[Rows from a pointing dataset]
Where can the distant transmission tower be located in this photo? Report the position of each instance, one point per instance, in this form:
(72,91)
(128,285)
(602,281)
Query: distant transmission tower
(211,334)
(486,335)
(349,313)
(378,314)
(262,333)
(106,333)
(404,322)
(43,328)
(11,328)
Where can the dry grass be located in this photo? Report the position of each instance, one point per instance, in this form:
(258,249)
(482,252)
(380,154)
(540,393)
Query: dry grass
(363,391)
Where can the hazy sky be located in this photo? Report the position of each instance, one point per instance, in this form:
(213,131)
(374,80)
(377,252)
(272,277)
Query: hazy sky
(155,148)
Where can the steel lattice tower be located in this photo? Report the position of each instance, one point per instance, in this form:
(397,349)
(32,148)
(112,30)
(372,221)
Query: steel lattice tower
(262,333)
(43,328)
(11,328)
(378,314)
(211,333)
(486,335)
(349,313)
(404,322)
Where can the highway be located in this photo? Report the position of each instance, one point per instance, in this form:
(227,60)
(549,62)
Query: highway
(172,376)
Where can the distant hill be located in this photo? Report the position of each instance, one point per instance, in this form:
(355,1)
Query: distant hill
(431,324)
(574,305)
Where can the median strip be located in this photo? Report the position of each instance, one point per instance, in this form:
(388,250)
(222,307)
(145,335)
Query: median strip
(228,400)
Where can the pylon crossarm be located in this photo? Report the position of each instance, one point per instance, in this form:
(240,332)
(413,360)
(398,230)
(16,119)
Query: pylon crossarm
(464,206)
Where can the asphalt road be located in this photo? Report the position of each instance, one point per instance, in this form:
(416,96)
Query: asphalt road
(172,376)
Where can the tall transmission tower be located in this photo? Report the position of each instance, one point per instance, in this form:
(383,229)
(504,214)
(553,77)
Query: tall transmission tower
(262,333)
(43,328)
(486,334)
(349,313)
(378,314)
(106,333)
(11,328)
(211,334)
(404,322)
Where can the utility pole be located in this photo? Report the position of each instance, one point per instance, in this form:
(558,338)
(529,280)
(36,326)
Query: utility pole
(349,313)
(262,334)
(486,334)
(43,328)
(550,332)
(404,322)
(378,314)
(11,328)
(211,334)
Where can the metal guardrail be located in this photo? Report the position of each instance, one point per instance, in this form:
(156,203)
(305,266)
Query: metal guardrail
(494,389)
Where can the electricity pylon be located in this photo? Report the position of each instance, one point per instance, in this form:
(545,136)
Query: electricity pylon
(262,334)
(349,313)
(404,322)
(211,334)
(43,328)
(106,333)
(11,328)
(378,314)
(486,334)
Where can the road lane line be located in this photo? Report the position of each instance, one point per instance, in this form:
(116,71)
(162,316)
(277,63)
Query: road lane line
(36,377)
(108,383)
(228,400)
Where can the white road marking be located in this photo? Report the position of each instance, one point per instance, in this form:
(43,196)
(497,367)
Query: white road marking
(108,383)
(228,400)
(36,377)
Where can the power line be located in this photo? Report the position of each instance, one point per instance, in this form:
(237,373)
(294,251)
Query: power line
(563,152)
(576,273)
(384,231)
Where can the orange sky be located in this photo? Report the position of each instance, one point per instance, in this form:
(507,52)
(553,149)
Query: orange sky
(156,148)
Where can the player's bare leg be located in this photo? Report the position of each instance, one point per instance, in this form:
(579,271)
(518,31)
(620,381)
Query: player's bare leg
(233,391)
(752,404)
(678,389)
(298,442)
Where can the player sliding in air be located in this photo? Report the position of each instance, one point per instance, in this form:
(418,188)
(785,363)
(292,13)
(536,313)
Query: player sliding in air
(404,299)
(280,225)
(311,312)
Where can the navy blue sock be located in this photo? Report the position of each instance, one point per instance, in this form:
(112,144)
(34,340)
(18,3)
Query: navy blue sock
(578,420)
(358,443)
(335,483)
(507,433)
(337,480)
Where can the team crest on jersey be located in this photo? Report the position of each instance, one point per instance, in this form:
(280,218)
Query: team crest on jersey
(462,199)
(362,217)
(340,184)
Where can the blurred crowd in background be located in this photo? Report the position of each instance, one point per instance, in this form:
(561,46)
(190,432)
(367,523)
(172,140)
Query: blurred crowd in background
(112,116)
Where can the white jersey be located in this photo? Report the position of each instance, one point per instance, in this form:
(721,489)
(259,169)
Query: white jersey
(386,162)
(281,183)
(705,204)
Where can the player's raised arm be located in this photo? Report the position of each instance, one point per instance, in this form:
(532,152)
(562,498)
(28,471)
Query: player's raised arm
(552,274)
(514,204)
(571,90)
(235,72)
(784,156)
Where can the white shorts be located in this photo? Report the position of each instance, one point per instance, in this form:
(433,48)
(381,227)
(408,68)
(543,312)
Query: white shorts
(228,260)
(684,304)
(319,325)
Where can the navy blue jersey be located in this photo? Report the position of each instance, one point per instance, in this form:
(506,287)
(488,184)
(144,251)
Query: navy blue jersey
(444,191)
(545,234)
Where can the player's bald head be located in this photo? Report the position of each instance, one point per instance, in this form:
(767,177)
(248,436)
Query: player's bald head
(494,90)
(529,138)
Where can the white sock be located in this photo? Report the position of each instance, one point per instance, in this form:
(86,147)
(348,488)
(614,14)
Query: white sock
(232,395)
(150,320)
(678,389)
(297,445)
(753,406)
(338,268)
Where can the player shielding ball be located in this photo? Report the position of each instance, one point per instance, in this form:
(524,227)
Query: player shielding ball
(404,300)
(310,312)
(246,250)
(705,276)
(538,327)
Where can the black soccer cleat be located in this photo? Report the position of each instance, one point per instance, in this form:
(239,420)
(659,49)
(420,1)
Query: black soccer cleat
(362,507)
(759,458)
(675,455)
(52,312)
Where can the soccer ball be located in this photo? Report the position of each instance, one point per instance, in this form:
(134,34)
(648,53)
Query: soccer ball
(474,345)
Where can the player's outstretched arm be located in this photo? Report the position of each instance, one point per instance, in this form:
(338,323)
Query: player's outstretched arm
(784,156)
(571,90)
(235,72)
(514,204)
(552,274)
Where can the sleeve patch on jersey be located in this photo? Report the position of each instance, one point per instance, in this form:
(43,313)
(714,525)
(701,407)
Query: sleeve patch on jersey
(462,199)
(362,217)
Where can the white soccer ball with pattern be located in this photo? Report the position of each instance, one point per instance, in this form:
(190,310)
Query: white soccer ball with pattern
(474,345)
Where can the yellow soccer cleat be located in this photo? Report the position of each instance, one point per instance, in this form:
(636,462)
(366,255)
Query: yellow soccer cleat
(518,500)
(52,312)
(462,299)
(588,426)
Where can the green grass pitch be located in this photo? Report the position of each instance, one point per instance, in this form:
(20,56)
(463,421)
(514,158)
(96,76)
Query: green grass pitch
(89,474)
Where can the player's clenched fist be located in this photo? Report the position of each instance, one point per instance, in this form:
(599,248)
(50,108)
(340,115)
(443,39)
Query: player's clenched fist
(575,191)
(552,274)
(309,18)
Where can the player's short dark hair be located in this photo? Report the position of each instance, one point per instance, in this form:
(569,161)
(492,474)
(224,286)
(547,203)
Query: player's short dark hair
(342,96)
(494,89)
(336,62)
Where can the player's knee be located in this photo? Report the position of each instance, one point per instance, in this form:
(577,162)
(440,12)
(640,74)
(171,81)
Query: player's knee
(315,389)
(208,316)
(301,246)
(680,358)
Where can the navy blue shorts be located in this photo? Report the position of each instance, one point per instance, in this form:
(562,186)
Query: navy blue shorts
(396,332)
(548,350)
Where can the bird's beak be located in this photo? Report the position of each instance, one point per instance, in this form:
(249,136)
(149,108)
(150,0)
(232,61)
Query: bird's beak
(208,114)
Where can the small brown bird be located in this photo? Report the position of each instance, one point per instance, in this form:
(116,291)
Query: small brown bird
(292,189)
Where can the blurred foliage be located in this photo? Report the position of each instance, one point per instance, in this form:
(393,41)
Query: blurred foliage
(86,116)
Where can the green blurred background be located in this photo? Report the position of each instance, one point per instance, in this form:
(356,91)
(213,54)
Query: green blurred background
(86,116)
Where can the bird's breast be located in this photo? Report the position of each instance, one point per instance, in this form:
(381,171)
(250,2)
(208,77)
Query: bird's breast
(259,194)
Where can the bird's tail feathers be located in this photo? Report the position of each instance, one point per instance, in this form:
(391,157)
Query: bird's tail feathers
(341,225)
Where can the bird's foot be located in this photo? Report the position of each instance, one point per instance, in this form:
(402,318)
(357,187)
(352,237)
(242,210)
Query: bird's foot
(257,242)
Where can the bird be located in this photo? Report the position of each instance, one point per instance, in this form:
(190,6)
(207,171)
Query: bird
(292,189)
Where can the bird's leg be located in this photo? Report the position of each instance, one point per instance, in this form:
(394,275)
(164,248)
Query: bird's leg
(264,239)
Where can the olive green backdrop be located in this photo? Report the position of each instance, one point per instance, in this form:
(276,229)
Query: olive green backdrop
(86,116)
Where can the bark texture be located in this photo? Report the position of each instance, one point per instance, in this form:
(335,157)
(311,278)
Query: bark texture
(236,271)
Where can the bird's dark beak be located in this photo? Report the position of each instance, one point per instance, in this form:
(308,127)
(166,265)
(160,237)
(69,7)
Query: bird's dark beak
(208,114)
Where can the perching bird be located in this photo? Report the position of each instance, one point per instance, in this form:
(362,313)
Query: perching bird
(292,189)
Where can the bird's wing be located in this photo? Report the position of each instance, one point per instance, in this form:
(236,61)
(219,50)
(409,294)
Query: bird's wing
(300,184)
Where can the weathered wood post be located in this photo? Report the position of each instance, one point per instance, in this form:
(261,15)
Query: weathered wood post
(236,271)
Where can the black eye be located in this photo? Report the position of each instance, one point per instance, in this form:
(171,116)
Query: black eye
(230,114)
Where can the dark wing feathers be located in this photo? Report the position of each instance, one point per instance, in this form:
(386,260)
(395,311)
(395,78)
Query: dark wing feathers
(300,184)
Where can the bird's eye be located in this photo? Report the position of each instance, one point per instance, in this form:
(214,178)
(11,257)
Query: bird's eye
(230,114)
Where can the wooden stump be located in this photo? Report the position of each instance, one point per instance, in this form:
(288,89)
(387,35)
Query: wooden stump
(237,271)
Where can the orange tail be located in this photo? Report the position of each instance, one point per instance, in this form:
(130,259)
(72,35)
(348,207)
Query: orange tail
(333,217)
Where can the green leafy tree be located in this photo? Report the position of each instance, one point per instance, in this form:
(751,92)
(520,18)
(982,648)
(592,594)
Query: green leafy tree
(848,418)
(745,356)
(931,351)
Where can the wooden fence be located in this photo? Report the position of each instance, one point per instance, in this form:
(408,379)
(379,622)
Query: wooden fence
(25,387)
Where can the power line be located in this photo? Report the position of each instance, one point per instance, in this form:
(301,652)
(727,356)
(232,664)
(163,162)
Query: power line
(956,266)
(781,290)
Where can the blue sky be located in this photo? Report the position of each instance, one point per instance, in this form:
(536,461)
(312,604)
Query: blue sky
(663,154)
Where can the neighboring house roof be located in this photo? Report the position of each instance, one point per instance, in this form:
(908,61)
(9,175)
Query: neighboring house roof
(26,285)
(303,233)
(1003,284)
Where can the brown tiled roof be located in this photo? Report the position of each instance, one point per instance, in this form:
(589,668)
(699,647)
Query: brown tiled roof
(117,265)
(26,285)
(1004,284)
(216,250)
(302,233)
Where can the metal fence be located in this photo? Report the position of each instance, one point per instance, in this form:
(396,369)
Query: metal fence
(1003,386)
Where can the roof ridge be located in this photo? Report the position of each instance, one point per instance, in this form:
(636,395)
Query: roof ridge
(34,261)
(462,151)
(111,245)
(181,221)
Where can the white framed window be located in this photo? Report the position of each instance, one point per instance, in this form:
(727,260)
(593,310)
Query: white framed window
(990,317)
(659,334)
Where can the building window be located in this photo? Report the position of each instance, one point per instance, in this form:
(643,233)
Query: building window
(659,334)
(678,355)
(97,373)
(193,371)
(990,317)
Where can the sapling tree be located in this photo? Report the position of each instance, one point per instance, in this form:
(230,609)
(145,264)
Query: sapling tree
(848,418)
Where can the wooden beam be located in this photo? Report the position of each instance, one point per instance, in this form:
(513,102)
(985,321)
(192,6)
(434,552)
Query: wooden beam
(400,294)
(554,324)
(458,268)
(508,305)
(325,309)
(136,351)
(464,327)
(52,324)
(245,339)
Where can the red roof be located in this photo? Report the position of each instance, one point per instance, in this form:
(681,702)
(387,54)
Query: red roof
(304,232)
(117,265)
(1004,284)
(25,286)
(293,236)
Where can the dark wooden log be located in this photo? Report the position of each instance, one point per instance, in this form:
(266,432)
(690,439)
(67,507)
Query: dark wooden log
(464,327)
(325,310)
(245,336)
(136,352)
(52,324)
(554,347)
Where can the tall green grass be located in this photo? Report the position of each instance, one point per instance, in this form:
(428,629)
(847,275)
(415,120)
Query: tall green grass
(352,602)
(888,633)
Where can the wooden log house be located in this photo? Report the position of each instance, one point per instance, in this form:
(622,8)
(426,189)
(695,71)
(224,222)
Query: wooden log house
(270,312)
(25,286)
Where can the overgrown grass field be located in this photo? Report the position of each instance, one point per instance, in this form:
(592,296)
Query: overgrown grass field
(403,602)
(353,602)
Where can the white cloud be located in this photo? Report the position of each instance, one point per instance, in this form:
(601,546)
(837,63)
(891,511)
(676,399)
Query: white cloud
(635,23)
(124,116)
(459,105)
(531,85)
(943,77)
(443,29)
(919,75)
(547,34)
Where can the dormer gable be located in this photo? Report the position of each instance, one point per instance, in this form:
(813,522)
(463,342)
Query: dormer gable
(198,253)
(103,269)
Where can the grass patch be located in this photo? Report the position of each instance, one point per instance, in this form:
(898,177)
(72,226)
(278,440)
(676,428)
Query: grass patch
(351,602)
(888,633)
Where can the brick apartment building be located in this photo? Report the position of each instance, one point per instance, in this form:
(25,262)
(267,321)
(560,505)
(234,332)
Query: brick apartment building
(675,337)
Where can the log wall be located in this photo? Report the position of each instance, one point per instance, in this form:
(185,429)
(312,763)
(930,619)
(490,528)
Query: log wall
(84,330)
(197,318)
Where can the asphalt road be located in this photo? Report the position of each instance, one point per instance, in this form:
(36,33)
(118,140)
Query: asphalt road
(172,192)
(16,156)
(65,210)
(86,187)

» **Task directions**: Rewrite the stretch of data from the line containing "Where can the log" through the end of the data, replacing "log wall" with "timber wall" and keeping all other text unchanged.

» **Reply to the task**:
Where can the timber wall be located in this photo? Report the position of each instance, one point per instance, in this form:
(185,429)
(312,763)
(930,619)
(490,528)
Query: timber wall
(84,330)
(197,318)
Where can the asphalt road be located in this photo? Report the position of each instance, one point per instance, in this form:
(36,33)
(118,140)
Query: asphalt road
(172,192)
(16,156)
(65,210)
(86,187)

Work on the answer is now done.